**Actions to take:**
1. Please rewrite the paragraph beginning "The specific procedure for apriori-STRIM" from the apriori-STRIM excerpt as a short list of steps, keeping its main facts.
2. Extend the apriori-STRIM excerpt past its final sentence, continuing the text from there.
-------- Document segment --------
From the view of Bayes’s law, however, another strategy of focusing on \(P(CP \vert D=d)\) of \(P(CP, D=d)=P(D=d)P(CP \vert D=d)\) can be considered for the rule induction. That is, after receiving the outputs of \(D=d\), the strategy exploring and estimating \(CP=\wedge _{j}(C(j_{k})=v_{j_{k}})\) of the corresponding inputs can be also valid. Specifically, when receiving the outputs, the corresponding inputs are classified into two cases: One is the uniquely determined and/or conflicted cases and the other is the indifferent case (see Table 1). Both cases can be easily distinguished from each other by use of a statistical test specifying the null hypothesis H0: the event \(D=d\) has occurred by chance (the indifferent case) and the alternative hypothesis H1: the event \(D=d\) hasn’t occurred by chance (the uniquely and/or conflicted case). Under H0, \(P(CP \vert D=d)=P(CP)\) and the intervention of rules transforming the inputs into the output is denied. If H0 is denied, H1 is adopted as a rule candidate, which means \(P(CP \vert D=d) \ne P(CP)\). Such hypothesis testing can be easily executed by finding the co-occurrence set with the event \(D=d\) since the concept of the co-occurrence set is well-known in the field of association rule learning (ARL) [17] and the finding is effectively executed by the Apriori algorithm [18]. Then, this paper names this rule induction method apriori-STRIM. The ARL and the Apriori algorithm are summarized in Appendix A and the differences of the idea for the rule induction method between ARL and apriori-STRIM are shown through the same experiment in Sect. 3, that is, by VSofRIM. See Appendix A to easily understand the following.
The specific procedure for apriori-STRIM is shown in Fig. 2 where the procedure is shown in R language style since the Apriori algorithm is already implemented by the language as an apriori() function which has a good reputation. The outline is the following: Line No. 1 (\(LN=1\)) installs the package of ARL as “arules” [20] via the internet and \(LN=2\) loads it as the library “arules”. \(LN=3\) inputs the DT as “data”. From \(LN=4\) to \(NL=15\), every iD of the decision attribute (\(=1 \sim M_{D})\) is proceeded. \(LN=5\) substitutes \(U(iD)=\{u(i) \vert u^{D=iD}(i)\}\) with dataiD, and its condition part dataCiD is extracted (\(LN=6\)), and transformed into the transaction form CiD.tra at \(LN=7\). \(LN=8\) extracts co-occurrence sets of CiD.tra, that is, co-occurrence sets of the condition attributes’ values of U(iD) as frequent item sets according to parameters which specify them as greater than or equal to supp0 and substitute them for CiD.ap. \(LN=9\) extracts the set of frequent item set (SFIS). From \(LN=10\) to \(LN=13\), every p-value of SFIS(iCo) (\(iCo=1, \ldots , \vert SFIS \vert )\) is calculated and tested for whether its p-value is less than a pre-specified p-value0 and SFIS(iCo) is saved as a candidate if it satisfies the condition. \(LN=14\) arranges the candidates having inclusion relationship by representing the candidate with the least p-value and finally decides rules for iD.
-------- Dataset extract --------
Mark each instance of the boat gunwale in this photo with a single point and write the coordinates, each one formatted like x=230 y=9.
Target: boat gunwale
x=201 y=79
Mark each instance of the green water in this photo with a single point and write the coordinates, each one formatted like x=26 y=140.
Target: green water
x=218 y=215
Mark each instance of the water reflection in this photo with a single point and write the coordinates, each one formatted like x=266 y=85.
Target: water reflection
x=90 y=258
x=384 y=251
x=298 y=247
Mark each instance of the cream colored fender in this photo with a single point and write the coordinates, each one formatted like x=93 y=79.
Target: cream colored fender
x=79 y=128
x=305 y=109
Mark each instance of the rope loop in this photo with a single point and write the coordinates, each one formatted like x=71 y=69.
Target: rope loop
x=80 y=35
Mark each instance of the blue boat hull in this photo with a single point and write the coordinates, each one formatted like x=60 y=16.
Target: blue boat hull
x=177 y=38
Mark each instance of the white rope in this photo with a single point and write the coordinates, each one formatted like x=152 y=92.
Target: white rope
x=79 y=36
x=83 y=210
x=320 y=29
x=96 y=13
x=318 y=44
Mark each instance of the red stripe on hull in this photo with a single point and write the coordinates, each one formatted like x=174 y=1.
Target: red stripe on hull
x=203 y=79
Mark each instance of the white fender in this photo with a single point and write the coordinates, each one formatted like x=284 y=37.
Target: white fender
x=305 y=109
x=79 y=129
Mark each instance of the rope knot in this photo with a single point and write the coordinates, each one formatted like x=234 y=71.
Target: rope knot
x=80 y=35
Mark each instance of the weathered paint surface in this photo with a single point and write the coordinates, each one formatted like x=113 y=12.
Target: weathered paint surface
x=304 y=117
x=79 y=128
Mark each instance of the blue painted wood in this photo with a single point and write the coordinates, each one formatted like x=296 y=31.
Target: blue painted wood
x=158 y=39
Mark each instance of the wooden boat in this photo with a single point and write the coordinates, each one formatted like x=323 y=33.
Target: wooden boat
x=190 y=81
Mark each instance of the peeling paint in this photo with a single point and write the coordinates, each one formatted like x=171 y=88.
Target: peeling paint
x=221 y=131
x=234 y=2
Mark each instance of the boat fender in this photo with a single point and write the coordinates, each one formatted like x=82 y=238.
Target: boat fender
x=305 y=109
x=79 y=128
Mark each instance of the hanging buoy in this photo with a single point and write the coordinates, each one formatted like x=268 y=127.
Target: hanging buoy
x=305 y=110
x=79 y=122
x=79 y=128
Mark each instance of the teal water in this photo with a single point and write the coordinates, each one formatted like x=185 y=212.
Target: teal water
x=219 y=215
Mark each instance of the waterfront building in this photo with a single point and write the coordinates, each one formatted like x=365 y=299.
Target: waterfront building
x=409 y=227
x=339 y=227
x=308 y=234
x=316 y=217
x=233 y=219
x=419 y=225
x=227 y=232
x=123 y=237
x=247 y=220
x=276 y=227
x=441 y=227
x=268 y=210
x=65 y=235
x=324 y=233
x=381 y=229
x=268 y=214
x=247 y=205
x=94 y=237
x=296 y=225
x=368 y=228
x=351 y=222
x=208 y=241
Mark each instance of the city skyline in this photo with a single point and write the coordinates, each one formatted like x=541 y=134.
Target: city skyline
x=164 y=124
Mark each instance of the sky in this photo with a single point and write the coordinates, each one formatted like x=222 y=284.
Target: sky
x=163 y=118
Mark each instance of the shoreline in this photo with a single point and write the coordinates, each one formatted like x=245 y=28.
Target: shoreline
--------
**Task-by-task results:**
1.
- Fig. 2 shows the procedure in R language style, since R already implements the Apriori algorithm as the well-regarded apriori() function.
- Line 1 installs the ARL package "arules" via the internet, and line 2 loads it as a library.
- Line 3 inputs the DT as "data".
- Lines 4 to 15 repeat for every decision attribute value iD (1 to M_D):
  - Line 5 puts U(iD) into dataiD. Line 6 extracts its condition part, dataCiD. Line 7 turns that into the transaction form CiD.tra.
  - Line 8 extracts the co-occurrence sets of the condition attributes' values of U(iD) as frequent item sets with support of at least supp0, storing them as CiD.ap.
  - Line 9 extracts the set of frequent item sets (SFIS).
  - Lines 10 to 13 calculate the p-value of each SFIS(iCo) and save it as a candidate if that p-value is below the pre-specified p-value0.
  - Line 14 arranges candidates that have an inclusion relationship, represents each group by the candidate with the least p-value, and decides the rules for iD.

2.
5 Studies on Apriori-STRIM by Simulation Experiment
An experiment result for the rule induction by the conventional STRIM was shown in Table 3 by applying it to the DT containing the pre-specified rules. We also applied apriori-STRIM for the same DT and show the results with the process in Fig. 2.
Table 4 shows the part of SFIS obtained at \(LN=8\) and 9 for \(iD=1\), that is, \(D=1\). Here, \(supp0=5 \cdot \vert V_{a} \vert / \vert U(iD) \vert \), \(\forall a \in C\) was used for exploring FIS. This specification secure \({freq}({FIS}) \ge 5 \cdot \vert V_{a} \vert = count0\) for the hypothesis testing at \(LN=11\) and 12 and induced \(\vert {SFIS} \vert =403\). The table shows: No. of \(FIS=1 - 30\) (\(NFIS=1 - 30\)) is \({FIS}(\vert {items} \vert =1)\), \(NFIS=31 - 353\) is \({FIS}(\vert {items} \vert =2)\) and \(NFIS=354 - 403\) is \({FIS}(\vert {items} \vert =3)\), and for example, \(NFIS=387\) indicates that the co-occurrence set of \(items=\{C(3)=1,C(5)=2,C(6)=3\}\) that is, the pattern \(CP=(C(3)=1) \wedge (C(5)=2) \wedge (C(6)=3)\) occurred \(count=25\) times in \(\vert U(D=1)=\{u(i) \vert u^{D=1}(i)\} \vert =1,033\). The pre-specified rules for \({D=1}\) in Table 2 are R(1, 1) and R(1, 2), which appear in \(NFIS=350\) and 351 respectively.
\(LN=12\) induced significant FIS patterns in Table 4 by the hypothesis testing under H0. The frequency X of the co-occurrence pattern CP obeys Binominal distribution Bn(n, p) having the expectation np where \(n=\vert U(D=1) \vert \) and \(p=\prod _{a \in CP} \frac{1}{\vert V_{a} \vert }\). For example, \(p=(\frac{1}{5})^{3}\) at \(NFIS=387\) due to \(RL=3\). One specification for supp0 was to satisfy the requirement \(np=Xp \ge 5\) for \(RL=1\) as well as the conventional STRIM (see the test conditions [19] in Sect. 2). That is, \(\min X = count0 = \frac{5}{p}=5 \cdot \vert V_{a} \vert \). \(count \ge count0=25\) is satisfied in Table 4. As shown in Appendix A, the small count0 tends to generate a large number of meaningless FIS, and conversely, the large increases the possibility to miss the valid FISs.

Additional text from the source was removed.